-- Excerpt --
---------------

At Wed, 26 Mar 2008 13:25:20 +0100,
Iljitsch van Beijnum wrote:
On 25 mrt 2008, at 16:10, Dan Wing wrote:
...
And yes, the issues I referred to are DoS and TCP spoofing.
These can only be protected against at the network level.
What are your thoughts on DTLS's DoS and spoofing protection?
Looks like this is mostly similar to IPsec except that the port
numbers rather than SA is used to demultiplex so the anti-DoS
protection that the sequence number / anti replay counter provides is
less than with IPsec.
You really need to describe the attacks you're concerned about, rather
than handwaving. After reading this a few times, I *think* you're
claiming the following:
An attacker who knows the host-port quartet of a DTLS association
can send send completely bogus but correctly formatted packets to
one side and therefore force them to attempt to decrypt the
record. This amounts to a computational DoS attack. Whereas, by
contrast, mounting this attack on IPsec requires knowing the SPI,
which presumably requires being on path, since it's random.
Do I have this right?
If so this is a pretty feeble attack.

---------------

-- Provided data --
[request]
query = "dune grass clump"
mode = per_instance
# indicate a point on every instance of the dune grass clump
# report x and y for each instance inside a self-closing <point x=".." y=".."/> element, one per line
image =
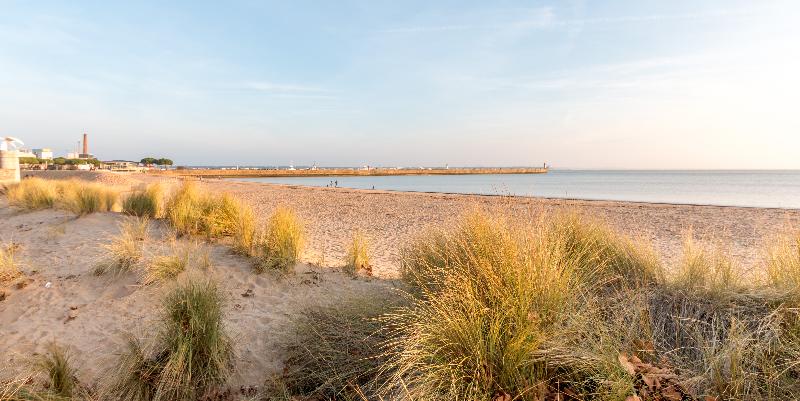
<point x="166" y="267"/>
<point x="8" y="266"/>
<point x="357" y="258"/>
<point x="56" y="367"/>
<point x="245" y="234"/>
<point x="190" y="354"/>
<point x="783" y="263"/>
<point x="145" y="202"/>
<point x="192" y="212"/>
<point x="337" y="352"/>
<point x="32" y="194"/>
<point x="504" y="311"/>
<point x="125" y="252"/>
<point x="280" y="244"/>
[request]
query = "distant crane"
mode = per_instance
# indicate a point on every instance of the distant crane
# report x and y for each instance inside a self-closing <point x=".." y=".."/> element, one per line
<point x="10" y="143"/>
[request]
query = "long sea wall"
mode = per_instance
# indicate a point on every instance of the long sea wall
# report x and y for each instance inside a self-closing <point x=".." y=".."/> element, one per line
<point x="345" y="172"/>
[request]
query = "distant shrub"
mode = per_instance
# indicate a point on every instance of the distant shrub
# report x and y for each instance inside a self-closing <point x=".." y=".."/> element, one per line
<point x="357" y="258"/>
<point x="281" y="242"/>
<point x="146" y="202"/>
<point x="190" y="354"/>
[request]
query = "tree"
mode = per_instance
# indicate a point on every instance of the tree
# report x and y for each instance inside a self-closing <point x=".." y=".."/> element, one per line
<point x="29" y="160"/>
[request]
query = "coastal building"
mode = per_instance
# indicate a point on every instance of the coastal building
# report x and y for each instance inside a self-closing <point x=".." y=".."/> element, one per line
<point x="43" y="153"/>
<point x="25" y="153"/>
<point x="122" y="165"/>
<point x="9" y="160"/>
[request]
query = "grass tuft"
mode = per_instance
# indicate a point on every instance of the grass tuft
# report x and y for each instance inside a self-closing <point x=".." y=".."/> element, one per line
<point x="32" y="194"/>
<point x="280" y="245"/>
<point x="357" y="258"/>
<point x="84" y="198"/>
<point x="76" y="196"/>
<point x="8" y="266"/>
<point x="783" y="263"/>
<point x="336" y="352"/>
<point x="193" y="212"/>
<point x="165" y="267"/>
<point x="56" y="367"/>
<point x="191" y="353"/>
<point x="125" y="251"/>
<point x="145" y="202"/>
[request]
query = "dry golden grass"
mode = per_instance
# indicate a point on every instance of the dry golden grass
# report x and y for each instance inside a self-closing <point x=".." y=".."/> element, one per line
<point x="193" y="212"/>
<point x="336" y="352"/>
<point x="8" y="266"/>
<point x="56" y="367"/>
<point x="77" y="196"/>
<point x="145" y="202"/>
<point x="279" y="246"/>
<point x="357" y="258"/>
<point x="165" y="267"/>
<point x="125" y="251"/>
<point x="191" y="351"/>
<point x="32" y="194"/>
<point x="783" y="262"/>
<point x="559" y="307"/>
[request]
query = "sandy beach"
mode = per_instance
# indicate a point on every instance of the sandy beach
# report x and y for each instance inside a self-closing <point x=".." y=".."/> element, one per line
<point x="93" y="314"/>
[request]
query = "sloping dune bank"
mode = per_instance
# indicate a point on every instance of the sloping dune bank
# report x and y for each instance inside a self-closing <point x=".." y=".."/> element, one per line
<point x="391" y="219"/>
<point x="59" y="298"/>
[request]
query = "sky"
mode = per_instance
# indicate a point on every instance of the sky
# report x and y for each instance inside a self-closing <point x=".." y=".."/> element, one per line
<point x="577" y="84"/>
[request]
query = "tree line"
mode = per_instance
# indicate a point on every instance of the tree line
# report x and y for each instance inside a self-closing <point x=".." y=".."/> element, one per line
<point x="160" y="162"/>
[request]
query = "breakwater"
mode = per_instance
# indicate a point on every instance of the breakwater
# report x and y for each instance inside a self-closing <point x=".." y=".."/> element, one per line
<point x="346" y="172"/>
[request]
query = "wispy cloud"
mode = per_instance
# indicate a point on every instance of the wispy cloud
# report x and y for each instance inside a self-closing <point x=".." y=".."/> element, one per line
<point x="528" y="18"/>
<point x="546" y="18"/>
<point x="290" y="90"/>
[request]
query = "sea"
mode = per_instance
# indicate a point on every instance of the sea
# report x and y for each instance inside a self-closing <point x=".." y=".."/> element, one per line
<point x="746" y="188"/>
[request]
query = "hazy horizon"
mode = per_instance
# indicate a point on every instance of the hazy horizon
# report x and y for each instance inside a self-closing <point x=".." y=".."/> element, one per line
<point x="578" y="85"/>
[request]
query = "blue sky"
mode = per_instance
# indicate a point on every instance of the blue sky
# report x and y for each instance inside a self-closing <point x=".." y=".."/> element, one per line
<point x="578" y="84"/>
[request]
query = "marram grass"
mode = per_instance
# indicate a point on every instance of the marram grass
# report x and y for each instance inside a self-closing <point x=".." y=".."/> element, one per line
<point x="190" y="354"/>
<point x="166" y="267"/>
<point x="357" y="258"/>
<point x="77" y="196"/>
<point x="8" y="265"/>
<point x="56" y="367"/>
<point x="279" y="246"/>
<point x="145" y="202"/>
<point x="548" y="309"/>
<point x="193" y="212"/>
<point x="125" y="251"/>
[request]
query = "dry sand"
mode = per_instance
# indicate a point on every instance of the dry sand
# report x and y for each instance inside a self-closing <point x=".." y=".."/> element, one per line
<point x="94" y="314"/>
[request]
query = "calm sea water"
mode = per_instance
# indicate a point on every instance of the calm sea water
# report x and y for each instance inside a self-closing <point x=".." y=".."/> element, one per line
<point x="725" y="188"/>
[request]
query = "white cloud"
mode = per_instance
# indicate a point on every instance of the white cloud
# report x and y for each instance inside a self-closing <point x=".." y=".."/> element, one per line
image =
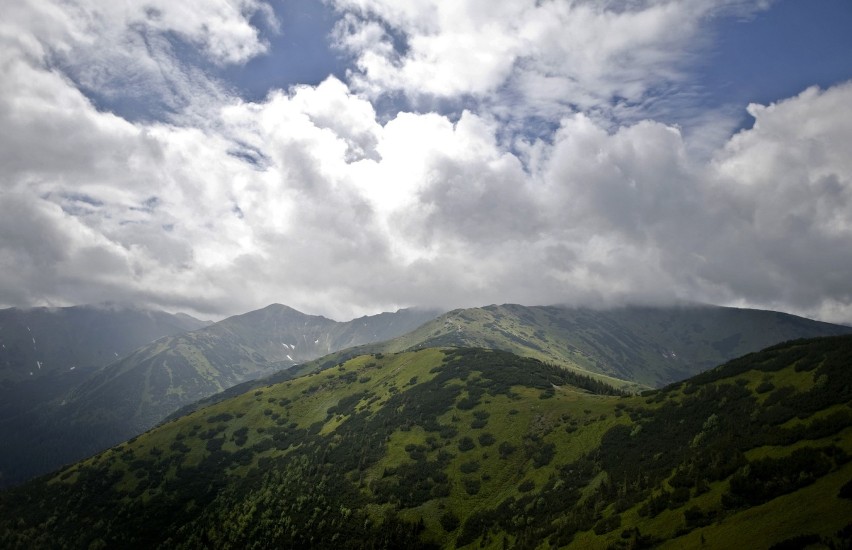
<point x="527" y="57"/>
<point x="308" y="198"/>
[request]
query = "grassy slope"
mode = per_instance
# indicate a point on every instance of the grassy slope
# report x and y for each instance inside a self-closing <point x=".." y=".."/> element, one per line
<point x="650" y="346"/>
<point x="377" y="449"/>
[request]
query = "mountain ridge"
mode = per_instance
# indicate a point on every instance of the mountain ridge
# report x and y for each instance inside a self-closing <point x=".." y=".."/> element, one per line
<point x="473" y="448"/>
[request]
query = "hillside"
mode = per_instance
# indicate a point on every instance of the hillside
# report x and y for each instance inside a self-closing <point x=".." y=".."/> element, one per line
<point x="476" y="449"/>
<point x="46" y="352"/>
<point x="140" y="389"/>
<point x="649" y="346"/>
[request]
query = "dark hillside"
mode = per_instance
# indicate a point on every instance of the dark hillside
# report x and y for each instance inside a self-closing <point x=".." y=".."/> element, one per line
<point x="475" y="448"/>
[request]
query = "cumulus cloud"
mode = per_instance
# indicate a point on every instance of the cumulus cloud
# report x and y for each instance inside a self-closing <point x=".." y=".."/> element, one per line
<point x="528" y="58"/>
<point x="311" y="198"/>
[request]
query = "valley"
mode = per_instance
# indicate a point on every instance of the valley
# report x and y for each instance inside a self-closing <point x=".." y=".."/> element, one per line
<point x="467" y="447"/>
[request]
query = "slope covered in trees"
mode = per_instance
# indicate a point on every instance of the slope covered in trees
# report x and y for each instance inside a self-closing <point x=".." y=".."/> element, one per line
<point x="475" y="448"/>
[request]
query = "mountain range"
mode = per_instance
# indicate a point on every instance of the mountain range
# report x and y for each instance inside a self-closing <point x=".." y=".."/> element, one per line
<point x="448" y="447"/>
<point x="276" y="392"/>
<point x="52" y="420"/>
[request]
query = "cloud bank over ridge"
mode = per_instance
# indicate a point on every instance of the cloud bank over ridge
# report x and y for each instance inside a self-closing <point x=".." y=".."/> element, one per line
<point x="319" y="198"/>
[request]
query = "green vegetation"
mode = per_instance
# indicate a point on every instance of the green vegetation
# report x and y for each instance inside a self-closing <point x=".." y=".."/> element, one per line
<point x="630" y="347"/>
<point x="456" y="448"/>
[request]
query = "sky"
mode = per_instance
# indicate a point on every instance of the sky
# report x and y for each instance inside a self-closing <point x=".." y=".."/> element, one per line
<point x="347" y="157"/>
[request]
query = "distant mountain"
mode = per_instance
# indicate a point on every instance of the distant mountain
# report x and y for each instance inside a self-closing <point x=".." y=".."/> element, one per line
<point x="473" y="448"/>
<point x="651" y="346"/>
<point x="42" y="341"/>
<point x="137" y="391"/>
<point x="46" y="352"/>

---------------

-- Task instructions --
#1 Reproduce the passage of the DTLS message from "At Wed, 26 Mar" to "and spoofing protection?".
#2 Locate every line of the records that contains the string "cumulus" and copy each one out, treating uppercase and lowercase as different.

-- Outputs --
#1
At Wed, 26 Mar 2008 13:25:20 +0100,
Iljitsch van Beijnum wrote:
On 25 mrt 2008, at 16:10, Dan Wing wrote:
...
And yes, the issues I referred to are DoS and TCP spoofing.
These can only be protected against at the network level.
What are your thoughts on DTLS's DoS and spoofing protection?

#2
query = "cumulus cloud"
# indicate a point on every instance of the cumulus cloud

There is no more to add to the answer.